De auto is eigenlijk een vreemde plek. Het is één van de weinige plaatsen in het openbaar waar we ons zo thuis voelen. De één poetst hem wekelijks van voor tot achter tot ‘ie glimt, de ander gebruikt hem als een vuilnisvat op wielen maar zonder uitzondering zijn we allemaal “thuis” zodra we achter het stuur kruipen. Het feit dat je omringt bent door ramen en de hele wereld je dus kan zien doet daar niet aan af. We praten in onszelf, zingen kneiterhard mee met de radio, peuteren in de diverse gezichtsopeningen en stiften de lippen in het achteruitkijk spiegeltje bij een stoplicht.  Menig ontbijt wordt genuttigd in de file en ik zag laatst zelfs een heer die zich zat te scheren terwijl hij stapvoets aansloot in de rij. Ik heb wel altijd de indruk dat de auto van een vrouw anders wordt gevuld dan die van een man. Stoppen we normaal al veel te veel troep in onze handtas, de auto blijkt een soort verlengstuk van deze tas. Ik maak me er ook schuldig aan. Mijn dashboard kastje ligt vol met attributen voor onvoorzien. Ik heb eens even geïnventariseerd: een plastic tasje voor als ik onverwacht boodschappen moet doen. Een pakje zakdoekjes voor “je weet het niet”; poepzakjes (leeg, begrijp me goed) voor de hond; een stripje paracetamol waarvan ik geen idee heb hoe het daar komt; een pen;  3 CD hoesjes waarvan 2 zonder CD ( 1 zit in de speler maar waar die andere dan is ….?); een parkeerschijf (jawel, iets nuttigs); een leeg kauwgom pakje; een flesje parfum, 2 rolletjes snoepjes, waarvan 1 aangebroken; 4 kassabonnen en 1 los dropje. Die laatste heb ik maar weg gegooid omdat de houdbaarheidsdatum zichtbaar overschreden was.  De oudste van de 4 kassabonnen was van april 2010. Hetgeen behoorlijk wat zegt over mijn opruimgedrag ben ik bang.

Brongegevens:
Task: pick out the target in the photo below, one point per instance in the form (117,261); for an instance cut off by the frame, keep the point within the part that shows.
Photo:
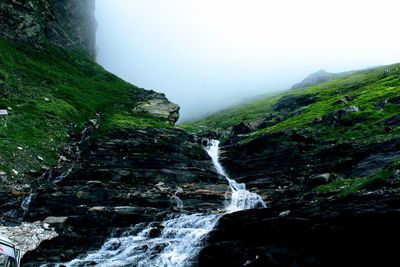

Doel: Schrijf alsjeblieft het stuk over de auto als plek waar we ons thuis voelen verder, aansluitend op de laatste zin.

Uitwerking:
De auto is een verlengstuk van ons huis, een plek waar je je veilig en onbespied waant. Een plek ook, en dat vind ik dan weer gek, waar we ons soms volledig laten gaan. Ik ken automobilisten die achter het stuur een soort Godzilla worden. Mensen die het gevoel hebben dat niemand het beter kan dan zij en voor wie iedereen aan de kant moet. Mensen die bij het minste spoortje getreuzel voor ze, in  een vloek-tirade uitbarsten. Dat zijn vaak ook de mensen die, als je niet direct optrekt bij groen licht, na anderhalve seconde al toeteren. Ik weet niet hoe u dat ervaart maar ik heb dan altijd de neiging extra langzaam op te trekken. Als ze me dan met gillende motor inhalen moet ik altijd de neiging tot wuiven bedwingen. Het lost niks op maar het is zo prettig.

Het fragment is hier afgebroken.